>> begin Text to read

# White Rabbit - White Ale Recipe Success



## egolds77 (18/3/11)

My sister has asked me to brew the beer for her wedding. One of the styles she would like is s wheat beer, in particular White Rabbit - white ale. 

I've been reading a book about brewing with wheat and have read about the ingredients of White Ale on the Breweries website but thought I'd ask if anyone has brewed this and got pretty close and was happy with their clone?

What Yeast and hops have you used for your recipe?

My recipe so far is as follows;

BeerSmith Recipe Printout - http://www.beersmith.com
Recipe: Honey Wheat Beer
Brewer: ELTON GOLDS
Asst Brewer: 
Style: American Wheat or Rye Beer
TYPE: All Grain
Taste: (35.0)

>> end Text to read

Task details -> Reproduce the passage of the White Rabbit clone thread word for word, starting at "# White Rabbit" and ending at "- white ale.".

>> begin Dataset excerpt

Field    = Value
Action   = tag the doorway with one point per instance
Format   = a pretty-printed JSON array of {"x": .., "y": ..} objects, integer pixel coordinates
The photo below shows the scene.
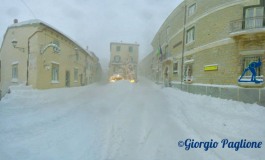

>> end Dataset excerpt

Solution to the exercise ->
# White Rabbit - White Ale Recipe Success



## egolds77 (18/3/11)

My sister has asked me to brew the beer for her wedding. One of the styles she would like is s wheat beer, in particular White Rabbit - white ale.